I think his work on Cosmology such as the Nexus can be used with the rest of Marvel Cosmology set by Ewing, Hickman, etc….However, his depiction of the origin and his version of God is the most definitely unique.

It can work but I would put it like this: The One Above All is the limit to the Defenders. As they go up they watch more of what he represents implying a hierarchy. In the end, is the Ultimate Reality beyond even the Dominion and it is the same being; Divine Creator, and being beyond that is similar to how jumping out of the House frees you of narrative constraint and will you enter again the Oneness of God.

It's kind of like Doctor Fate, Dominion could be a Pralaya equivalence, and God has a sort of Avatar to connect the Soul to God after they reach that endless hierarchy beyond just the first thing the One Above All manifest as such with the House.
 
Apologies. I had no intentions to send that message that early.

Anyways. Well, I do agree that if we can separate the two it'd upscale to those who have shown those levels in their comics that DeMatteis explicitly made, considering as you said, they all are equally God. I personally think we can though. He explicitly says every-time he refers to God/Creator in his stories, he's referring to his version of God (Which means all of them, be it Seeker's Magician,. Divine Presence, and Divine Creator scale to and are the same thing in his view, which makes sense, considering how they are written and everything is a suprisingly consistent constant across his various works).

WHAT IS REQUIRED:
In the Marvel cosmology discussion, what does the writer apologize for?

AVAILABLE DATA:
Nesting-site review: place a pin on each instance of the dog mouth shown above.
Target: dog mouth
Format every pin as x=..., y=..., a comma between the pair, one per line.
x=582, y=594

RESULT FOR THIS TASK:
Sending that message earlier than intended.